--- Data supplied Enclosed Below ---

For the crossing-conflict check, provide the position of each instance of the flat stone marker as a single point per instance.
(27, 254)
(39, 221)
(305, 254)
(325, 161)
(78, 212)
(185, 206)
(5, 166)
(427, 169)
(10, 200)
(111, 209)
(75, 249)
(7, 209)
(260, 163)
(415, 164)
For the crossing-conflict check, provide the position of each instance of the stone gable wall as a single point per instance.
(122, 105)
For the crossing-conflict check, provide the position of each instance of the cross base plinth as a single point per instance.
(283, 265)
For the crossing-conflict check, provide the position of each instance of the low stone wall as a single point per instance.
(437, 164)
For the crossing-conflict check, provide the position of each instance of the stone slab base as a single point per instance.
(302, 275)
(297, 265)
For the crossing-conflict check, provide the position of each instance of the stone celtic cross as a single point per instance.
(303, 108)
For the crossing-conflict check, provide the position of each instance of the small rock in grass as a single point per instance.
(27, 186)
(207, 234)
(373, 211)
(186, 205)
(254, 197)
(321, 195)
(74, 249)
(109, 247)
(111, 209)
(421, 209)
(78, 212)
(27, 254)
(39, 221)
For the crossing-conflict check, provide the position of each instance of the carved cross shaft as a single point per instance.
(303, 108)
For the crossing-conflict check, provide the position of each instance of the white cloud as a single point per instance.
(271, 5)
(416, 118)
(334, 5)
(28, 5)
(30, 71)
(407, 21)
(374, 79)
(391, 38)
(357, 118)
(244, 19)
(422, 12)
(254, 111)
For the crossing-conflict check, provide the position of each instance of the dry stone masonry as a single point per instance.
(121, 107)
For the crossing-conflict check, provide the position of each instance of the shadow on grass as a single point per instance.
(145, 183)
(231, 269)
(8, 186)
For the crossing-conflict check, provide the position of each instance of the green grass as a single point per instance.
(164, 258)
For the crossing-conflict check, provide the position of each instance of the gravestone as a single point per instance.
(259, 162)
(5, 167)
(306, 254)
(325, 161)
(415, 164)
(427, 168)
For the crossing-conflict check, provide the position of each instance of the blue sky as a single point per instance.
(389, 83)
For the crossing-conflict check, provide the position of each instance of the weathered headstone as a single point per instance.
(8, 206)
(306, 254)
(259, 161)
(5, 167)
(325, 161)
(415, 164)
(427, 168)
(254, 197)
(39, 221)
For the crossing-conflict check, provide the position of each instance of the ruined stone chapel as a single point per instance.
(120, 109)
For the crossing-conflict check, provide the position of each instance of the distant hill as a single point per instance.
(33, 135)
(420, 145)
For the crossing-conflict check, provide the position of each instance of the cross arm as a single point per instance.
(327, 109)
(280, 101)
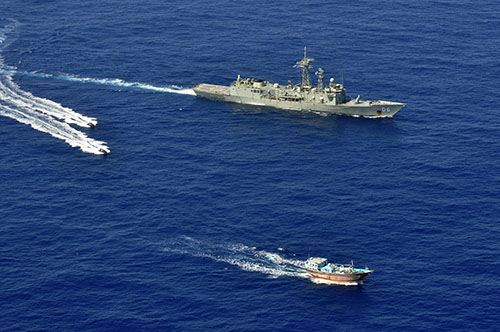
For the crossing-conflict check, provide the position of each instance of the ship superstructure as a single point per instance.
(329, 99)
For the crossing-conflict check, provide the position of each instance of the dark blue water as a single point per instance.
(201, 214)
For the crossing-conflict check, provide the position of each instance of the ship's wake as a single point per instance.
(43, 114)
(116, 82)
(244, 257)
(51, 117)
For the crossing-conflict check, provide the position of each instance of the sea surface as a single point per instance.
(201, 215)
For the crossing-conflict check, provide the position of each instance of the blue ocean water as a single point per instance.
(202, 213)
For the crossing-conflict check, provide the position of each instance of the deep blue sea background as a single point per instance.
(197, 218)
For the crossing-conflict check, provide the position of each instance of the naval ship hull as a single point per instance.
(369, 109)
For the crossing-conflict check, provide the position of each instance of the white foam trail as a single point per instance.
(43, 114)
(113, 82)
(244, 257)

--- End of Enclosed Data supplied ---

- _What to do_
Set down each of the records precisely, leaving any pictures behind.

- _Solution_
For the crossing-conflict check, provide the position of each instance of the flat stone marker as a single point per instance.
(27, 254)
(39, 221)
(305, 254)
(325, 161)
(78, 212)
(185, 206)
(5, 166)
(427, 169)
(10, 200)
(111, 209)
(75, 249)
(7, 209)
(260, 163)
(415, 164)
For the crossing-conflict check, provide the position of each instance of the stone gable wall as a single point per instance.
(122, 105)
For the crossing-conflict check, provide the position of each instance of the cross base plinth as a single point per instance.
(283, 265)
For the crossing-conflict check, provide the position of each instance of the low stone wall as a single point per instance.
(437, 164)
For the crossing-conflict check, provide the position of each instance of the stone slab base as a single point per instance.
(302, 275)
(297, 265)
For the crossing-conflict check, provide the position of each instance of the stone celtic cross as a single point per instance.
(303, 108)
For the crossing-conflict check, provide the position of each instance of the small rock in grass as a single point per instance.
(27, 186)
(207, 234)
(373, 211)
(186, 205)
(254, 197)
(321, 195)
(74, 249)
(109, 247)
(111, 209)
(421, 209)
(78, 212)
(27, 254)
(39, 221)
For the crossing-conflict check, provide the position of each instance of the carved cross shaft as a single point per instance.
(303, 108)
For the crossing-conflict check, provide the position of each instance of the white cloud as a single point per instance.
(271, 5)
(416, 118)
(334, 5)
(28, 5)
(30, 71)
(407, 21)
(374, 79)
(391, 38)
(357, 118)
(244, 19)
(422, 12)
(254, 111)
For the crossing-conflict check, provide the position of each instance of the dry stone masonry as a single point per instance.
(121, 107)
For the crossing-conflict check, provide the position of each instance of the shadow on grass as a single point per instance.
(145, 183)
(231, 269)
(8, 186)
For the crossing-conflict check, provide the position of each instance of the green grass as a single point per instance.
(164, 258)
For the crossing-conflict check, provide the position of each instance of the gravestone as a single point per instance.
(259, 162)
(5, 167)
(306, 254)
(325, 161)
(415, 164)
(427, 168)
For the crossing-conflict check, provide the position of each instance of the blue sky as a single point per instance.
(389, 83)
For the crossing-conflict check, provide the position of each instance of the weathered headstone as a single point per instance.
(8, 206)
(306, 254)
(259, 161)
(5, 167)
(325, 161)
(415, 164)
(427, 168)
(254, 197)
(39, 221)
For the crossing-conflict check, provide the position of each instance of the ruined stone chapel as a single point per instance.
(120, 109)
For the crossing-conflict check, provide the position of each instance of the distant hill as a single point per instance.
(33, 135)
(420, 145)
For the crossing-conflict check, provide the position of each instance of the cross arm as a single point per instance.
(327, 109)
(280, 101)
For the crossing-conflict check, provide the position of each instance of the ship superstructure as a single point per instance.
(329, 99)
For the crossing-conflict check, provide the position of each instance of the dark blue water as a single point per instance.
(201, 214)
For the crossing-conflict check, provide the position of each instance of the ship's wake as a single point per instance.
(43, 114)
(116, 82)
(244, 257)
(51, 117)
For the crossing-conflict check, provide the position of each instance of the sea surface as a single point per instance.
(201, 215)
For the crossing-conflict check, provide the position of each instance of the blue ocean water as a single point per instance.
(202, 213)
For the crossing-conflict check, provide the position of each instance of the deep blue sea background as a single point per instance.
(197, 218)
For the crossing-conflict check, provide the position of each instance of the naval ship hull as a single point per instance.
(369, 109)
For the crossing-conflict check, provide the position of each instance of the white foam trail as a single point per instance.
(43, 114)
(113, 82)
(244, 257)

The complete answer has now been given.